# bbq sauce and dry rub



## monoxide (Feb 2, 2012)

this was my first time making either so i fallowed some recipes but changed a few things. i am testing the rub now. i used stevecylka's dry rub recipe but changed a few things like added garlic powder and took away mustard mostly because i didnt have any. i am testing it on baked chicken now. will add more qview of it later. the sauce is to thin still since i ran out of ketchup i will add more sat at the bbq at my moms but maybe it will thickin up by then never know. here is the recipe i fallowed as a guide line but also added more minced garlic and a little more garlic powder along with what ketchup i had at my house and some sweet soy sauce.

Barbecue Sauce:

2 cups apple cider vinegar

2 tablespoons crushed red pepper

1 tablespoon garlic powder

1/2 tablespoon kosher salt

1 tablespoon freshly ground black pepper

Let it mellow for a few days.

now for the q-view














i will report back with more pics and how it tasted. i hope it came out good. if this is the wrong section feel free to move it.


----------



## bama bbq (Mar 3, 2012)

Looks good to me.  That's one problem with the internet -- information overload.  There are so many great recipes out there it"s tough to know which one's the best.


----------



## africanmeat (Mar 3, 2012)

thanks for the info it looks great .did you cocked it or just mix it?


----------



## cliffcarter (Mar 3, 2012)

So how much ketchup did you add and how much did the recipe call for ? 2 cups is a lot of vinegar unless you want to make one of those thin Carolina style sauces.


----------



## monoxide (Mar 3, 2012)

cliffcarter said:


> So how much ketchup did you add and how much did the recipe call for ? 2 cups is a lot of vinegar unless you want to make one of those thin Carolina style sauces.




thats what it was supposed to be and then when i tried it i didnt like it so i added a bunch of ketchup and my aunt told me to simmer it so it would cook down.


----------

• GIVEN DATA

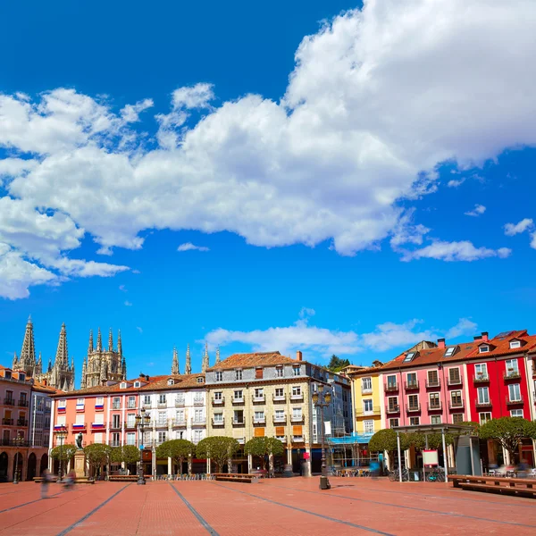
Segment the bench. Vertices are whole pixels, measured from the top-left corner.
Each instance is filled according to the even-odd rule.
[[[256,484],[259,477],[256,474],[245,474],[240,473],[214,473],[217,481],[229,481],[234,482],[247,482]]]
[[[536,489],[534,488],[536,480],[532,479],[449,474],[448,482],[451,482],[455,488],[471,491],[486,491],[536,498]]]

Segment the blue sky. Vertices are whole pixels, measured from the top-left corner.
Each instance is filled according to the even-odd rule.
[[[0,361],[532,331],[535,7],[433,7],[4,4]]]

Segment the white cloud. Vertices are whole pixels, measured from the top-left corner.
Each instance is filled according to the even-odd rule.
[[[131,130],[150,98],[115,113],[72,89],[1,95],[0,147],[33,158],[9,192],[105,254],[139,249],[147,229],[332,240],[341,255],[418,243],[398,202],[433,191],[439,163],[536,143],[535,16],[527,0],[368,0],[303,39],[281,100],[213,108],[209,84],[180,88],[152,135]],[[194,109],[205,114],[187,122]]]
[[[403,261],[415,259],[437,259],[447,262],[454,261],[477,261],[488,257],[499,257],[504,259],[512,253],[507,247],[490,249],[489,247],[475,247],[472,242],[445,242],[435,240],[429,246],[415,251],[407,251],[402,257]]]
[[[507,237],[513,237],[514,235],[530,230],[534,227],[534,223],[531,218],[524,218],[518,223],[507,223],[505,225],[505,234]]]
[[[179,247],[177,247],[177,251],[210,251],[208,247],[205,246],[194,246],[191,242],[187,242],[186,244],[180,244]]]
[[[298,320],[288,327],[233,331],[222,328],[207,333],[205,340],[211,347],[231,343],[246,344],[254,351],[279,350],[292,355],[296,350],[305,352],[306,359],[328,357],[332,354],[350,356],[362,352],[384,352],[393,348],[406,349],[420,340],[436,340],[440,338],[437,330],[419,330],[422,321],[412,320],[402,324],[385,322],[370,333],[340,331],[308,325],[307,320]],[[462,318],[446,331],[447,338],[456,338],[473,333],[476,324]]]
[[[486,212],[486,207],[483,205],[475,205],[473,210],[464,213],[466,216],[481,216]]]

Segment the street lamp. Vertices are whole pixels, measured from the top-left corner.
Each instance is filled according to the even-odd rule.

• PROBLEM TO SOLVE
Write out the part of the bbq sauce thread from "## cliffcarter (Mar" to "monoxide (Mar 3, 2012)", word for word. You won't need the records for this.

• TASK OUTPUT
## cliffcarter (Mar 3, 2012)

So how much ketchup did you add and how much did the recipe call for ? 2 cups is a lot of vinegar unless you want to make one of those thin Carolina style sauces.


----------



## monoxide (Mar 3, 2012)